*** Source data Section Begins ***
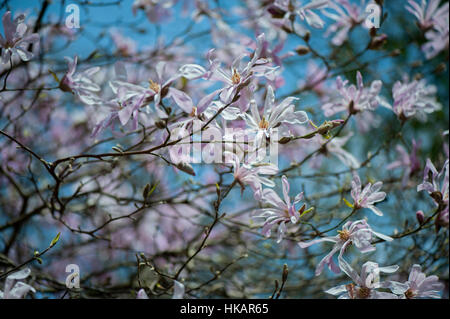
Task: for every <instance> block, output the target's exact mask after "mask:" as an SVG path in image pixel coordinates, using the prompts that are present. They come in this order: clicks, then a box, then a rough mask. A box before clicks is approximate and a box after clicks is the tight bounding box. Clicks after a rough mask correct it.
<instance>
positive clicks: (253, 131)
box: [245, 86, 308, 145]
mask: <svg viewBox="0 0 450 319" xmlns="http://www.w3.org/2000/svg"><path fill="white" fill-rule="evenodd" d="M295 100H297V98H295V97H288V98H285V99H284V100H283V101H282V102H281V103H280V104H278V105H276V106H275V94H274V92H273V88H272V87H271V86H268V87H267V95H266V100H265V103H264V111H263V116H262V118H261V116H260V114H259V111H258V106H257V105H256V102H255V100H252V101H251V102H250V114H248V113H245V121H246V123H247V125H248V126H249V127H250V131H252V132H255V133H256V137H255V140H256V145H261V143H262V141H263V138H264V137H265V138H269V137H270V135H271V134H272V132H273V130H274V129H276V128H277V127H279V126H280V125H281V124H282V123H290V124H303V123H306V122H307V121H308V115H307V114H306V113H305V112H304V111H297V112H295V111H294V110H295V106H294V104H292V102H294V101H295Z"/></svg>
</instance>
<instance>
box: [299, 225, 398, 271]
mask: <svg viewBox="0 0 450 319" xmlns="http://www.w3.org/2000/svg"><path fill="white" fill-rule="evenodd" d="M372 235H375V236H376V237H378V238H381V239H383V240H385V241H392V240H393V239H392V238H391V237H389V236H386V235H383V234H380V233H377V232H375V231H374V230H372V228H370V226H369V224H367V222H366V221H365V220H357V221H355V222H351V221H348V222H346V223H345V224H344V226H342V230H341V231H338V235H336V236H331V237H323V238H319V239H315V240H312V241H310V242H307V243H306V242H299V243H298V245H299V246H300V247H301V248H307V247H310V246H312V245H314V244H317V243H321V242H332V243H334V246H333V249H332V250H331V251H330V252H329V253H328V254H327V255H326V256H325V257H323V258H322V260H321V261H320V262H319V264H318V265H317V267H316V276H319V275H320V274H321V273H322V271H323V269H324V267H325V265H328V268H329V269H330V270H331V271H333V272H334V273H339V272H340V271H341V269H340V268H339V267H338V266H336V264H335V263H334V261H333V256H334V254H336V253H337V252H338V251H340V253H339V256H342V255H343V253H344V252H345V249H346V248H347V247H348V246H349V245H352V244H353V245H354V246H355V247H356V248H358V250H359V251H360V252H362V253H367V252H370V251H374V250H375V249H376V248H375V246H373V245H372V243H371V242H372Z"/></svg>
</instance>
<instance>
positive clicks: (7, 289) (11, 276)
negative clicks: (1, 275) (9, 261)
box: [0, 268, 36, 299]
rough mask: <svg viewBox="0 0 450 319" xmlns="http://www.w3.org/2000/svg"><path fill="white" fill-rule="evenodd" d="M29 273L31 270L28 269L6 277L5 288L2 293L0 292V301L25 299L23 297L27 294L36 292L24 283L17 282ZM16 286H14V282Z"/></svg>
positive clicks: (23, 277)
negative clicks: (8, 299)
mask: <svg viewBox="0 0 450 319" xmlns="http://www.w3.org/2000/svg"><path fill="white" fill-rule="evenodd" d="M30 273H31V270H30V269H29V268H26V269H23V270H20V271H17V272H14V273H12V274H10V275H9V276H8V277H6V281H5V288H4V291H3V292H2V291H1V290H0V299H21V298H23V297H25V295H26V294H27V293H28V292H29V291H32V292H36V290H35V289H34V288H33V287H31V286H30V285H27V284H26V283H23V282H21V281H18V280H23V279H25V278H27V277H28V276H29V275H30ZM15 281H17V282H16V284H15V285H14V282H15Z"/></svg>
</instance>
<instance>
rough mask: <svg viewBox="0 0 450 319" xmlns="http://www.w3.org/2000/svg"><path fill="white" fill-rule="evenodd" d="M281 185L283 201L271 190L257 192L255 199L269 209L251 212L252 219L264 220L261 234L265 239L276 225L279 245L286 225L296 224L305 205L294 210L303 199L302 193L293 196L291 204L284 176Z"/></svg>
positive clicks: (263, 208)
mask: <svg viewBox="0 0 450 319" xmlns="http://www.w3.org/2000/svg"><path fill="white" fill-rule="evenodd" d="M282 183H283V199H284V200H283V199H281V198H280V197H279V196H278V194H277V193H275V191H274V190H272V189H267V188H266V189H264V190H263V191H257V192H256V193H255V198H256V199H257V200H259V201H261V202H262V203H263V204H264V205H268V206H270V208H263V209H258V210H255V211H254V212H253V217H254V218H258V219H259V218H261V219H264V220H265V222H264V225H263V228H262V231H261V232H262V234H263V235H264V236H266V237H270V235H271V233H272V227H273V226H275V225H278V228H277V233H278V239H277V243H280V242H281V240H282V239H283V235H284V234H285V233H286V230H287V229H286V223H289V222H291V223H293V224H296V223H297V222H298V221H299V219H300V216H301V214H302V213H303V212H305V208H306V205H303V206H302V207H301V208H300V210H299V211H297V210H296V208H295V205H296V204H298V203H299V202H300V201H301V200H302V199H303V192H301V193H299V194H297V196H295V198H294V201H293V202H291V199H290V197H289V188H290V187H289V182H288V180H287V178H286V176H283V177H282Z"/></svg>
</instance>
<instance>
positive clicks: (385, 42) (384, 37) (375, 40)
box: [369, 34, 387, 50]
mask: <svg viewBox="0 0 450 319" xmlns="http://www.w3.org/2000/svg"><path fill="white" fill-rule="evenodd" d="M386 41H387V35H386V34H380V35H379V36H376V37H373V38H372V41H371V42H370V45H369V49H371V50H378V49H381V47H382V46H383V45H384V44H385V43H386Z"/></svg>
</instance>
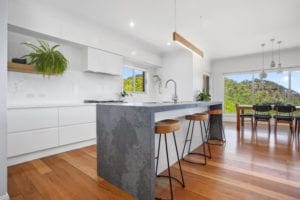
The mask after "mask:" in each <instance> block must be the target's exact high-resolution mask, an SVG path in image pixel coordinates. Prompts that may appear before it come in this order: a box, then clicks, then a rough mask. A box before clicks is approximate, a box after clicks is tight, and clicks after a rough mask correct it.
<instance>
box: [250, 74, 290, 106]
mask: <svg viewBox="0 0 300 200" xmlns="http://www.w3.org/2000/svg"><path fill="white" fill-rule="evenodd" d="M287 102H289V72H288V71H284V72H282V73H277V72H274V71H273V72H267V77H266V78H265V79H263V80H261V79H260V78H259V74H258V73H257V74H255V75H254V103H255V104H283V103H287Z"/></svg>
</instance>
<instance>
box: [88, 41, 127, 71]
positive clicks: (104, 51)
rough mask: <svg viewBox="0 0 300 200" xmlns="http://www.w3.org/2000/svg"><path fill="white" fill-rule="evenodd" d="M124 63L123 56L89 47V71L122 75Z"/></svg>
mask: <svg viewBox="0 0 300 200" xmlns="http://www.w3.org/2000/svg"><path fill="white" fill-rule="evenodd" d="M123 64H124V61H123V57H122V56H119V55H115V54H112V53H108V52H105V51H102V50H99V49H94V48H91V47H87V50H86V65H87V71H91V72H99V73H105V74H111V75H118V76H119V75H122V69H123Z"/></svg>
*** Source data Section Ends ***
Your goal: Within the records, filter for lines that contain the word "pixel" and show each one.

Solution to the problem:
Task: for every <instance> block, output the target's exact mask after "mask:" as an SVG path in image pixel coordinates, using the prompts that are present. They come in this order: clicks, then a box, then a rough mask. A box before clicks is approximate and a box after clicks is the tight bounding box. Clicks after a rough mask correct it.
The mask after "mask:" in each <instance> block must be the target's exact high-resolution mask, an SVG path in image pixel coordinates. Prompts that may appear before it come in this order: a box, then clicks, then a rough mask. A box before clicks is approximate, a box after clicks is tight, and clicks after a rough mask correct it.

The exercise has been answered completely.